INFORMATION SUPPLIED start
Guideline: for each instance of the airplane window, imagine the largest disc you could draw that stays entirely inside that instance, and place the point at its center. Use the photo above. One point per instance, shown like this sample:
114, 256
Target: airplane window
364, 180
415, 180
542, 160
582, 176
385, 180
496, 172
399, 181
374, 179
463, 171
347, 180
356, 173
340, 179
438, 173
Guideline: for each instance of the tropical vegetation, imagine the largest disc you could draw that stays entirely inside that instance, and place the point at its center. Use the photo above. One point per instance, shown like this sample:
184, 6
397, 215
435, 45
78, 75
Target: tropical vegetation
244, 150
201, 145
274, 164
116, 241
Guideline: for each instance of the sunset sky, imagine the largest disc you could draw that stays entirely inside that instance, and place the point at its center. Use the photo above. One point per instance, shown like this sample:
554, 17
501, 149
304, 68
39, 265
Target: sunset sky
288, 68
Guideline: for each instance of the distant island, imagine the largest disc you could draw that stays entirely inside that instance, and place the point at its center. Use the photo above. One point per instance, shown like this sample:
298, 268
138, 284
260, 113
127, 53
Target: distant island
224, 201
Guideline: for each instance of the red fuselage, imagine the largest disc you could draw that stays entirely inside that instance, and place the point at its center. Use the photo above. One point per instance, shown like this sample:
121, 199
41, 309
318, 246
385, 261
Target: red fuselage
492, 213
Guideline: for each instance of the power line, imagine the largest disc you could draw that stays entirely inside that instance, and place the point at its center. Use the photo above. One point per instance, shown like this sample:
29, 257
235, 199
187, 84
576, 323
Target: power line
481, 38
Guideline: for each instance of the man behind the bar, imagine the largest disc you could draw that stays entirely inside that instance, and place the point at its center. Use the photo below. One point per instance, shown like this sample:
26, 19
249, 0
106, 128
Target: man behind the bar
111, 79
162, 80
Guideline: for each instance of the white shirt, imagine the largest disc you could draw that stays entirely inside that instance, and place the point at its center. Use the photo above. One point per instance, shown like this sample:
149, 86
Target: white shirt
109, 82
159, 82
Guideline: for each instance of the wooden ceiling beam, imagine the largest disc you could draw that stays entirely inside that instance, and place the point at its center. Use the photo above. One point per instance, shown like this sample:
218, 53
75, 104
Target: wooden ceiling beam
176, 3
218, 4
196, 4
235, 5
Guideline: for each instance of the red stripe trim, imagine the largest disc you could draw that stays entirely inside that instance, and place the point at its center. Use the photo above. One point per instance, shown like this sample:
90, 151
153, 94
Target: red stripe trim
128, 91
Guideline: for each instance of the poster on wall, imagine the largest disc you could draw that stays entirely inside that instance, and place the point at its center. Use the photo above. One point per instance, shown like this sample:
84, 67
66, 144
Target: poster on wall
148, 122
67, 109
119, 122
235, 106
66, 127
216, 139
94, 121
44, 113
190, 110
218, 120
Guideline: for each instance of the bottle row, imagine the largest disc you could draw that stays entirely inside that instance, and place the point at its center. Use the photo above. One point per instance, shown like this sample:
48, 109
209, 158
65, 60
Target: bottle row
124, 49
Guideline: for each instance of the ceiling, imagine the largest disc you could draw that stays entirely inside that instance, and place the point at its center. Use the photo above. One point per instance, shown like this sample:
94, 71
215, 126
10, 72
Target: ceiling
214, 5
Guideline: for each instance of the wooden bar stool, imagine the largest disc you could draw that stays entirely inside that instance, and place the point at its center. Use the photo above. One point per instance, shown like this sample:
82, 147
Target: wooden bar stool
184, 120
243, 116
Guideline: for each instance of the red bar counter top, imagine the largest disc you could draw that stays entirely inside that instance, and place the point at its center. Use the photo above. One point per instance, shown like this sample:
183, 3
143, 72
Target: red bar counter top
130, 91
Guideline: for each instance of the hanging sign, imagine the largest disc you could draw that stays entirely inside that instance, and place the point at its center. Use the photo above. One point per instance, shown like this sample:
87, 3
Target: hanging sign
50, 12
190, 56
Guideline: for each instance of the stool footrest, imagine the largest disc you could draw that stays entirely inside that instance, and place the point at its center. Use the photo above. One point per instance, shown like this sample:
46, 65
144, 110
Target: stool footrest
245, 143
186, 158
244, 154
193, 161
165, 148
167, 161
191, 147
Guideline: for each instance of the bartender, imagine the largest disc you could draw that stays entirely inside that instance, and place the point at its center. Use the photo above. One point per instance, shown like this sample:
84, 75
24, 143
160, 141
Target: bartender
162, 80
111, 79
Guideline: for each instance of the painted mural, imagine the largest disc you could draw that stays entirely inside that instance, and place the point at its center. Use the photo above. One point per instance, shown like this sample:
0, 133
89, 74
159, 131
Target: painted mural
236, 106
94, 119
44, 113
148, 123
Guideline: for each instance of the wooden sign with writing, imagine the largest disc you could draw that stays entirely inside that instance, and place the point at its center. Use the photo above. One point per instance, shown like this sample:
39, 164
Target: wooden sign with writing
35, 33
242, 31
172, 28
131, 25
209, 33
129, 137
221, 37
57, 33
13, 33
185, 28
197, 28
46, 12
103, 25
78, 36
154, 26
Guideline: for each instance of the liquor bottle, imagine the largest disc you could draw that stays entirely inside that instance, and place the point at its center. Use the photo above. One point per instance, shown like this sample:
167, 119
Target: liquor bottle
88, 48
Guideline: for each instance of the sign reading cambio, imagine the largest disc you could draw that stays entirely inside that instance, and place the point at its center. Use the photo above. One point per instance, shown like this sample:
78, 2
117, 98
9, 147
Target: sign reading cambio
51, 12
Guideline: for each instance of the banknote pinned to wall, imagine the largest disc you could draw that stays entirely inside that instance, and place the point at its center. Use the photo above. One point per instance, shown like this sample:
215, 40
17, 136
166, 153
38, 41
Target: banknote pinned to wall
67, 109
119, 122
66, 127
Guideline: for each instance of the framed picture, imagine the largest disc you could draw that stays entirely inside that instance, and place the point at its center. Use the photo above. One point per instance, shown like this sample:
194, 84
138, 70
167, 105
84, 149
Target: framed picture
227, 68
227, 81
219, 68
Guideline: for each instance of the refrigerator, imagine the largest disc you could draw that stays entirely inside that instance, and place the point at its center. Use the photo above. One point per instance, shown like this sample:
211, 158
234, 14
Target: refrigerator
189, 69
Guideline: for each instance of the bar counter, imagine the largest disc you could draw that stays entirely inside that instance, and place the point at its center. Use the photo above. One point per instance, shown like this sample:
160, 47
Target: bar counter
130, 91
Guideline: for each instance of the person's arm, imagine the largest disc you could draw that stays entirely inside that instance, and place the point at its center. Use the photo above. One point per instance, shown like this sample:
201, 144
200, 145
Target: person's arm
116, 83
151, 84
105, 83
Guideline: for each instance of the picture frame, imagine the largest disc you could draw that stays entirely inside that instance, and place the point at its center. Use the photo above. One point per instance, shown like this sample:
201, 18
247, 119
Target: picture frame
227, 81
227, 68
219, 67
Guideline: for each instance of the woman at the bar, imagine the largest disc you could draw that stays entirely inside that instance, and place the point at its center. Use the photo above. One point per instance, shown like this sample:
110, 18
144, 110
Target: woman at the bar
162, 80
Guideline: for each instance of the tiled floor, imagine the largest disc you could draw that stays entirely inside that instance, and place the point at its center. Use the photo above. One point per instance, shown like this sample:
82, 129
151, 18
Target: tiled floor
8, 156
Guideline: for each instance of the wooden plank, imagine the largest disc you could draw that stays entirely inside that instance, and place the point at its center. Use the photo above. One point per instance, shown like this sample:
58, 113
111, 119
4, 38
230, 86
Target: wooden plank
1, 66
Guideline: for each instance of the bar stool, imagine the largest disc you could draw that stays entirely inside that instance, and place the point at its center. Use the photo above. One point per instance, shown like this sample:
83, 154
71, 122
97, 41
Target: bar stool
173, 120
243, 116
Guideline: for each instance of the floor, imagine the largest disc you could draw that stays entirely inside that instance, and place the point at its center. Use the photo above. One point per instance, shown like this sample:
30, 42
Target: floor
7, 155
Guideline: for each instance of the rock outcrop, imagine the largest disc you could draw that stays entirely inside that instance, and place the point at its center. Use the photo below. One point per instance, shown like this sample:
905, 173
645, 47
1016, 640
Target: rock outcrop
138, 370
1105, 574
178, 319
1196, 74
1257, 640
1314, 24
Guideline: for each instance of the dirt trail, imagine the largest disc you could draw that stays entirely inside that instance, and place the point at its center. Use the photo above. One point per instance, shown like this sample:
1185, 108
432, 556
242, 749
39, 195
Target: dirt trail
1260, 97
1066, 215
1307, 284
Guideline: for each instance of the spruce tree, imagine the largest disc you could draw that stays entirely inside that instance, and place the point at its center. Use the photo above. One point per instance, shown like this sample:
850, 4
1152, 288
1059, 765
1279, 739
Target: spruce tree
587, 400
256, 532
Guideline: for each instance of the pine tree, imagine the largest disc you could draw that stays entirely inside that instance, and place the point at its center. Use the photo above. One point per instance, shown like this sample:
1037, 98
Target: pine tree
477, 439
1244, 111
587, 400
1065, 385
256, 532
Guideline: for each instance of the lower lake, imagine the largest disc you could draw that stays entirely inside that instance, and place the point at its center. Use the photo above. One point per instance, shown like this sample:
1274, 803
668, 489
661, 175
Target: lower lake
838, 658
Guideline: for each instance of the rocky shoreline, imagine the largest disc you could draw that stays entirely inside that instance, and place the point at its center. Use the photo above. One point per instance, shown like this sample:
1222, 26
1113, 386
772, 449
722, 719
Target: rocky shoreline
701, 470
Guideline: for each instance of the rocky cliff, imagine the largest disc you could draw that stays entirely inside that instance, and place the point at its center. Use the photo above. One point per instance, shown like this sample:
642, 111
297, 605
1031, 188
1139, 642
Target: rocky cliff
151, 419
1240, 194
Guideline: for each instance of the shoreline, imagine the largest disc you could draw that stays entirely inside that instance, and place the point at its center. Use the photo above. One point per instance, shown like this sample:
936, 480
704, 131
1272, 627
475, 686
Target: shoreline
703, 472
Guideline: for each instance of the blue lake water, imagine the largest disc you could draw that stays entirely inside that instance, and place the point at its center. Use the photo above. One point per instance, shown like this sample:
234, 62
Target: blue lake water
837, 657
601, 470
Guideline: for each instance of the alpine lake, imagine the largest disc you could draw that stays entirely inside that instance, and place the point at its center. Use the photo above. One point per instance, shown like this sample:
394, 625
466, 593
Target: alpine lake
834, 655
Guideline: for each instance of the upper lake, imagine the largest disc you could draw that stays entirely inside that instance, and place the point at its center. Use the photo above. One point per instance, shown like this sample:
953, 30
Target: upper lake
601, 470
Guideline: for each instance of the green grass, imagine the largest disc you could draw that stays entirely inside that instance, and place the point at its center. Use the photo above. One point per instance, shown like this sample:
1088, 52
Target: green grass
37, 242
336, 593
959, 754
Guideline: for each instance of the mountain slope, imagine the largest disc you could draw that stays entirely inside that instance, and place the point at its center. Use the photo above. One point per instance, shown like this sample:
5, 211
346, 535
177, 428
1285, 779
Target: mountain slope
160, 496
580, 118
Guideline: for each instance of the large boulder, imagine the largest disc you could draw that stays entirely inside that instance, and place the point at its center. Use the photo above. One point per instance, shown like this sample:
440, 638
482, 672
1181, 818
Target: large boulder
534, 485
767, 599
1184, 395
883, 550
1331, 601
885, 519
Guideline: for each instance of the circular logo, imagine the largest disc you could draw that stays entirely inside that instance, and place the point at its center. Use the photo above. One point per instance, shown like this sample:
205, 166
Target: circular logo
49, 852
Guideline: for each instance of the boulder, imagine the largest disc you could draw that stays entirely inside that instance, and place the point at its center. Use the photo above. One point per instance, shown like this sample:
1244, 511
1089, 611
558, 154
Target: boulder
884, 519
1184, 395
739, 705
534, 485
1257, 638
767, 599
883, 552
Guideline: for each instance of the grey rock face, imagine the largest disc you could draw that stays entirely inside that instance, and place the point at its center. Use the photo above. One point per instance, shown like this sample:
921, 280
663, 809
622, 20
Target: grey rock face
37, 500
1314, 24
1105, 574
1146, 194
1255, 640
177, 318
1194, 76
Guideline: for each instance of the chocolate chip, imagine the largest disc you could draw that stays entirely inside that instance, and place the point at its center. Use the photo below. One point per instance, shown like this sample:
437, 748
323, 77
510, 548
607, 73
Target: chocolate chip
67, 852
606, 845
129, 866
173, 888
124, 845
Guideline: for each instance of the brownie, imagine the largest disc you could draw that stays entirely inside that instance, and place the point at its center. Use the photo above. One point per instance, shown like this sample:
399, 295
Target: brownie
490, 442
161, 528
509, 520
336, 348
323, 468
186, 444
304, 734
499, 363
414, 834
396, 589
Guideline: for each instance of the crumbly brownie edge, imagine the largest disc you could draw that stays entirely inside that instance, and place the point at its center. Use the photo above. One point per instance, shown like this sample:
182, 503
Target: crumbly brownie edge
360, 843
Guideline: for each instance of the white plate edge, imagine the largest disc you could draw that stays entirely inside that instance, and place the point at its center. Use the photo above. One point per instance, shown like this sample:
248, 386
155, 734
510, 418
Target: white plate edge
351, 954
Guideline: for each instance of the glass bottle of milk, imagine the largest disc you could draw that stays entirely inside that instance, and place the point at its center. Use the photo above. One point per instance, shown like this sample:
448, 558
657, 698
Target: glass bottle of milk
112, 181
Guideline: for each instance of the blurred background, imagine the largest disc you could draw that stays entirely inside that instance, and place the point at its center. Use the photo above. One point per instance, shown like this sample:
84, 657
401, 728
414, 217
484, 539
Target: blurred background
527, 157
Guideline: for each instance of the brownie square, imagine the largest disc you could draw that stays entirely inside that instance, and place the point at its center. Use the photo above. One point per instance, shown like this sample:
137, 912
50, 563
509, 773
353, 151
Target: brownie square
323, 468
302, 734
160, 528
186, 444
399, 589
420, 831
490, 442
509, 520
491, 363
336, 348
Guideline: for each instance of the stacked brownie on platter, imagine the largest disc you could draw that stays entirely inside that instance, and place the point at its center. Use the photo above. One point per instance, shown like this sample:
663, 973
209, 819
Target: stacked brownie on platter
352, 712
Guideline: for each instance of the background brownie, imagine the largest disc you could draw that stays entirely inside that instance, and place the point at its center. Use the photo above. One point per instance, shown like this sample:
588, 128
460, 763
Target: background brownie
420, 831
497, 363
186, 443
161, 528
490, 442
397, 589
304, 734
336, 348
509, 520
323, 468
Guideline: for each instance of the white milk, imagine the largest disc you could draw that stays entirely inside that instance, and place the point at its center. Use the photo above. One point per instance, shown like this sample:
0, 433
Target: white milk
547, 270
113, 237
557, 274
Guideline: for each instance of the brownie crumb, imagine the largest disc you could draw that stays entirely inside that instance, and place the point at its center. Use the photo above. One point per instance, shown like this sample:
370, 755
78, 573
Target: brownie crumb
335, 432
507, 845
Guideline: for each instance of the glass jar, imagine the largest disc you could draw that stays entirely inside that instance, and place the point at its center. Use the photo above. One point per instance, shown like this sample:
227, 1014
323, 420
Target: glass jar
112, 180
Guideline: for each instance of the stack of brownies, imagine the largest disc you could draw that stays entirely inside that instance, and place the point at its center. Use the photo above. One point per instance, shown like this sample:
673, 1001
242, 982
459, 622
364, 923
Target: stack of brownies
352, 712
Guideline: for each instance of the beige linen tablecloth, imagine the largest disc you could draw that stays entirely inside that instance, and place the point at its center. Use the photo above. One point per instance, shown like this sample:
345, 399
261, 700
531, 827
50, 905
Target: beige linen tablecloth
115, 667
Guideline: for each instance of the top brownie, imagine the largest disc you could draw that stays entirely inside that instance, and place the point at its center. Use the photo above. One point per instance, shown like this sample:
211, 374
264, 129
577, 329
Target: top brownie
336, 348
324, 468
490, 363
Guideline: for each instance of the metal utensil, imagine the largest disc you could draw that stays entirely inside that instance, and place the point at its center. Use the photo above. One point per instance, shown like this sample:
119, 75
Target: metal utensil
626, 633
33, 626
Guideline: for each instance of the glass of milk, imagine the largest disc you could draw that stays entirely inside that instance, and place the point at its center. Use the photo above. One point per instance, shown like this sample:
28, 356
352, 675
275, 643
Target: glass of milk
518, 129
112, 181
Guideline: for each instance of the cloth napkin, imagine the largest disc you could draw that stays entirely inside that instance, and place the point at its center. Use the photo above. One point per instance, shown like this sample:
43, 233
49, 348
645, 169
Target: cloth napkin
INFORMATION SUPPLIED end
### GOAL
Set down exactly what runs from the line with "Guideline: for each instance of the glass jar, imagine" to the last line of the data above, including both of those lines and no others.

### SOLVED PROBLEM
Guideline: for each instance of the glass jar, imagine the largest disc you could draw that stays entirely inside that instance, and place the point at its center. Use the photo above. One point per instance, shown like this sample:
227, 1014
323, 420
Target: glass jar
112, 180
Guideline: for each instance of the stack of brownies, imagine the largest disc you could draw that stays entirely inside that instance, and place the point at its center. Use the photo above. One point per instance, shown like this sample:
673, 1001
242, 982
459, 622
364, 923
Target: stack of brownies
352, 712
Guideline: for each instance of the beige linen tablecloth, imagine the largest disc you could draw that stays entirely inside that instance, and place the point at its center. Use the photo above. One point per instance, shown like this sample:
345, 399
261, 700
531, 827
50, 905
Target: beige linen tablecloth
115, 667
Guideline: for each instance of the top brownie, imagine the largest disc you could draw that stays entirely inside that instance, and place the point at its center. Use the photo above. One point per instance, shown like this sample:
211, 374
264, 129
577, 329
Target: top brownie
336, 348
324, 468
490, 363
Guideline: for each instance of the metal utensil, imagine the largest disc you could draw that stays entirely inside that instance, and place the point at its center. Use the photo above. One point per instance, shown like this sample:
119, 75
Target: metal utensil
626, 633
33, 626
Guideline: for each instance of the glass of milk, imagine the largest disc you could draw that stays entirely inside that instance, and place the point at its center. Use the photo above. One point per instance, shown like this sample:
28, 356
352, 675
275, 643
Target: glass of milk
518, 129
112, 181
Guideline: for each instance of the cloth napkin, imagine the largest disc you could draw that stays entirely inside that instance, and place the point at its center. Use the photo above. One point per instance, shown like this sample:
43, 233
49, 348
645, 169
Target: cloth napkin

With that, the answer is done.